◆ **Goal**: Return every line in the entries below that contains the string "logo".

Data entries:
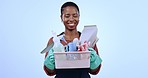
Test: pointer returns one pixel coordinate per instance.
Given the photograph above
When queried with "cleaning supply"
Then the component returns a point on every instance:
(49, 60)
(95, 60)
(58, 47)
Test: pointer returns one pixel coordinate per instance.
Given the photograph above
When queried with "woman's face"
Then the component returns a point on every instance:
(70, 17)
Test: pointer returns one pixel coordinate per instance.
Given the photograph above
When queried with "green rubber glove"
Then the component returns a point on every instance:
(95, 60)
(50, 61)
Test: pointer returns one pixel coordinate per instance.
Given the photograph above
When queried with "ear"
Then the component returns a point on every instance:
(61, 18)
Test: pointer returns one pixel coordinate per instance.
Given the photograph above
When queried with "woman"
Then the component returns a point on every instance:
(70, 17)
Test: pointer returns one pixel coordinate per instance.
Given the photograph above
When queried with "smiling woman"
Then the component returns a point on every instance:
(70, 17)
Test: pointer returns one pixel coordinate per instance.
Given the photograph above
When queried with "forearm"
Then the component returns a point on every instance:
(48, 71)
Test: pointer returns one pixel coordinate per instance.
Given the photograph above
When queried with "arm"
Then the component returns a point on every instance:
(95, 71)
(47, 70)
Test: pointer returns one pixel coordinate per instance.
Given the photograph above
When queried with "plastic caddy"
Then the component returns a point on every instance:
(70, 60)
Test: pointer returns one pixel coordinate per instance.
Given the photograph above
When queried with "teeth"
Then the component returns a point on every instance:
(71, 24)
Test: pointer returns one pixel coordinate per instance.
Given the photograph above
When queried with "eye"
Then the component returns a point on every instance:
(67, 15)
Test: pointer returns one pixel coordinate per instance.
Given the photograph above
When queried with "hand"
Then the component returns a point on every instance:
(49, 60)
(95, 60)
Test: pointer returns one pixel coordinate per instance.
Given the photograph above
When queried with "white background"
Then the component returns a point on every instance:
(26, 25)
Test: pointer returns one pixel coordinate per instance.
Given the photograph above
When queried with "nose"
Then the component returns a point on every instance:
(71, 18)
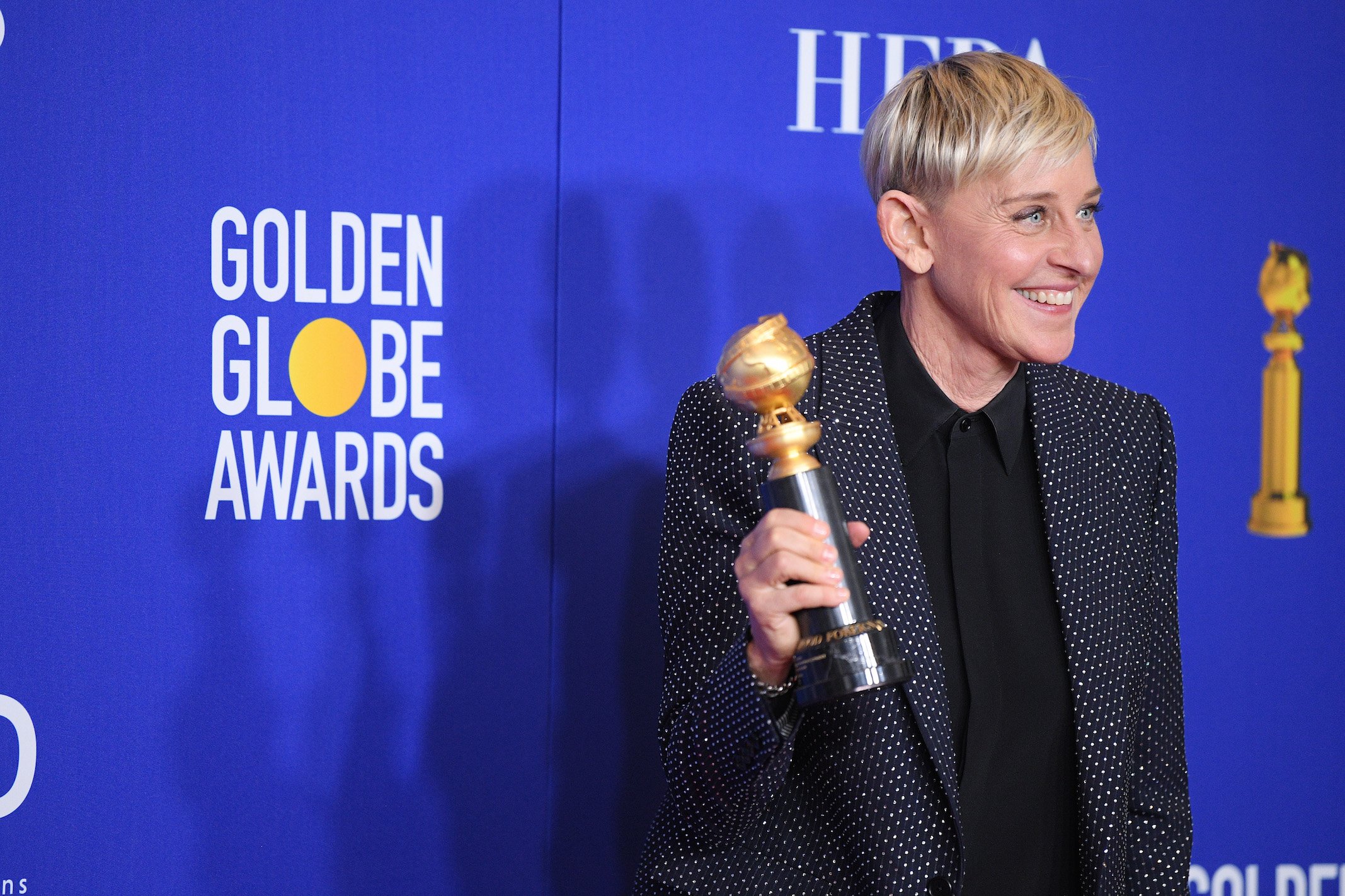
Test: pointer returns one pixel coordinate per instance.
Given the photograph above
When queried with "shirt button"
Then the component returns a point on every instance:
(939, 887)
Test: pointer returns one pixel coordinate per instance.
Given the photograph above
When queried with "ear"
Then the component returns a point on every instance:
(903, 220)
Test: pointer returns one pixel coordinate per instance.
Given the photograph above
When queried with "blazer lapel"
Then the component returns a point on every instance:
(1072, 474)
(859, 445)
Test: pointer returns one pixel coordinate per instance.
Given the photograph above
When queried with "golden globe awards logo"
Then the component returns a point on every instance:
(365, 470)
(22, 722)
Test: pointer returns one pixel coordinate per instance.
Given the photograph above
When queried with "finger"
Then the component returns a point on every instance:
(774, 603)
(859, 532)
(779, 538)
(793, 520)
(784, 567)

---

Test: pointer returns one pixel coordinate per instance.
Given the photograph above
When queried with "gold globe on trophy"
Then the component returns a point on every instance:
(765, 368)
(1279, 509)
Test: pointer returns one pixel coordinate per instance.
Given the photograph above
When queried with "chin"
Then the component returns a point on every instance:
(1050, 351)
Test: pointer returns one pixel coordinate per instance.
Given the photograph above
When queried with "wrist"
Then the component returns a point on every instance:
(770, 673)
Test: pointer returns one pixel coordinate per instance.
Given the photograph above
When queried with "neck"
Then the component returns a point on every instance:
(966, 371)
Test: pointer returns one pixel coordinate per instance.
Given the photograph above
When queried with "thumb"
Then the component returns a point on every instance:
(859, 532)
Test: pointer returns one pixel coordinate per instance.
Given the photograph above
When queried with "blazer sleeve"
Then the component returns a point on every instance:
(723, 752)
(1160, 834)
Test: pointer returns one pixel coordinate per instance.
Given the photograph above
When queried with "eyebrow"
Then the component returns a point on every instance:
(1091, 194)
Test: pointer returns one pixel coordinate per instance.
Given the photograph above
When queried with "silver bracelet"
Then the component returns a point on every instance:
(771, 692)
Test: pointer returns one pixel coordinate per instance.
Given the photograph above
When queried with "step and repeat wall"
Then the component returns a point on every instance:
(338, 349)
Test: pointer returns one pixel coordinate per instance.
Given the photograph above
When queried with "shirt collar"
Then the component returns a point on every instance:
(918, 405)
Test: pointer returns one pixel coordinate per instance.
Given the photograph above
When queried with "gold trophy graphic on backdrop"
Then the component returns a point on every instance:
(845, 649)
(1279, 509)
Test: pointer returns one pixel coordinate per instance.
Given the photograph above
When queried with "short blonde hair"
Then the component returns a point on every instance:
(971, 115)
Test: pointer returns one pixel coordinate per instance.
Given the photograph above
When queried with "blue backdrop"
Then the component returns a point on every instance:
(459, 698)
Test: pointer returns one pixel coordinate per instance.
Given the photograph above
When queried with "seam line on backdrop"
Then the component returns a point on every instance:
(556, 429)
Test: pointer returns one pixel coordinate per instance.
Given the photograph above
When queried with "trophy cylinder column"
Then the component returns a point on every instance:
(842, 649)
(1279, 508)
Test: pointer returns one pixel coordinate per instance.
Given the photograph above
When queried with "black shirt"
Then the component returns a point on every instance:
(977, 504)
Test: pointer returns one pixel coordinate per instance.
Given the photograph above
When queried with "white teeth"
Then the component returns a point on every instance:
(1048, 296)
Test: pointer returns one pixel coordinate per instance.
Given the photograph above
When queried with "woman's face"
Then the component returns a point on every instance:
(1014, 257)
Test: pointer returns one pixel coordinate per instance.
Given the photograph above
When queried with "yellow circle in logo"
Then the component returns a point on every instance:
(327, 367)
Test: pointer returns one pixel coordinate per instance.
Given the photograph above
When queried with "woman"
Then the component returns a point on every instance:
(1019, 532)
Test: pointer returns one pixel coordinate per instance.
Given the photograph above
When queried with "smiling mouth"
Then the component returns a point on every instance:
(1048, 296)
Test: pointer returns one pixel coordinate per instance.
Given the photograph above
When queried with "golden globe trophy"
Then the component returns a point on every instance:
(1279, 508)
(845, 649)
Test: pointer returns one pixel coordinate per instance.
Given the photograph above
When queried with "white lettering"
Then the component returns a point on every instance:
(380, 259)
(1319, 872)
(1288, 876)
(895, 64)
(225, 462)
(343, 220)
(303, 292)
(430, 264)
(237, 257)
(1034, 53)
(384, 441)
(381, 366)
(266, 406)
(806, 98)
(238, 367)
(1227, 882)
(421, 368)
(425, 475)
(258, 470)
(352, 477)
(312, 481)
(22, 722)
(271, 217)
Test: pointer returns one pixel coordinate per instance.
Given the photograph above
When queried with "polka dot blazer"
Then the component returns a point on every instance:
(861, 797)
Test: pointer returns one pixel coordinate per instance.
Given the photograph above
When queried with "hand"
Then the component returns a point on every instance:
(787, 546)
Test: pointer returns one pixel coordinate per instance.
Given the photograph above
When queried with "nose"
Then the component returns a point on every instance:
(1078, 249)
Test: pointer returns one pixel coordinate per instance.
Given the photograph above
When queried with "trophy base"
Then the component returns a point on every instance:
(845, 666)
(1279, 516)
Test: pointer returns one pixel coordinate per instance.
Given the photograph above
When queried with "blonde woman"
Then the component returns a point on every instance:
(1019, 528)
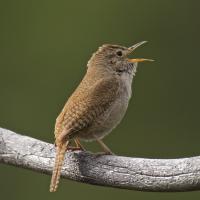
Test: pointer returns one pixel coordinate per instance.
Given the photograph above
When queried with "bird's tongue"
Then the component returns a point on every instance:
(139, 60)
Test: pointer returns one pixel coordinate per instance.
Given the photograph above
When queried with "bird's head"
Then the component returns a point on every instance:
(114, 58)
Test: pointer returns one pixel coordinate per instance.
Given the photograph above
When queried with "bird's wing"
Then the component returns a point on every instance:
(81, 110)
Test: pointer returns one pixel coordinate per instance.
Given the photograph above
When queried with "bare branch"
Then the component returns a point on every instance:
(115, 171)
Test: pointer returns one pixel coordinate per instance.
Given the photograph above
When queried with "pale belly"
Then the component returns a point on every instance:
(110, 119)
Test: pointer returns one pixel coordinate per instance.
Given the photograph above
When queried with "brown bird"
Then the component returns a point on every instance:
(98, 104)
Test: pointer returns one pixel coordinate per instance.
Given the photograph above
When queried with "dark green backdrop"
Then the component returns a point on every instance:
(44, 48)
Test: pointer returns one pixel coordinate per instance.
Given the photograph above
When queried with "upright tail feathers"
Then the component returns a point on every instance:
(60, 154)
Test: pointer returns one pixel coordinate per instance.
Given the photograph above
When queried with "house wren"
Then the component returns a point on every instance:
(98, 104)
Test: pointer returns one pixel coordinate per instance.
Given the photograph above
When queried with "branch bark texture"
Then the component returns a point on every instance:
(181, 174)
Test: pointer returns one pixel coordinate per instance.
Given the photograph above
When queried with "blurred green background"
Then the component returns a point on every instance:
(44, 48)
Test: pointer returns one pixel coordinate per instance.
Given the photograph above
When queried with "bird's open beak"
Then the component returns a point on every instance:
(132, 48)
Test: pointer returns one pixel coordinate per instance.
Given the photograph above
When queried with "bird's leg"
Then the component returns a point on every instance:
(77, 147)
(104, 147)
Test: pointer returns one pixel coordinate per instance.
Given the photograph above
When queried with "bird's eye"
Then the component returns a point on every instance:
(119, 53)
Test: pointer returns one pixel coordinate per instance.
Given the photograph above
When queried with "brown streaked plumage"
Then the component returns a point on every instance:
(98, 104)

◆ **Solution to this task**:
When queried with "golden globe awards logo"
When queried with "yellow circle in logo"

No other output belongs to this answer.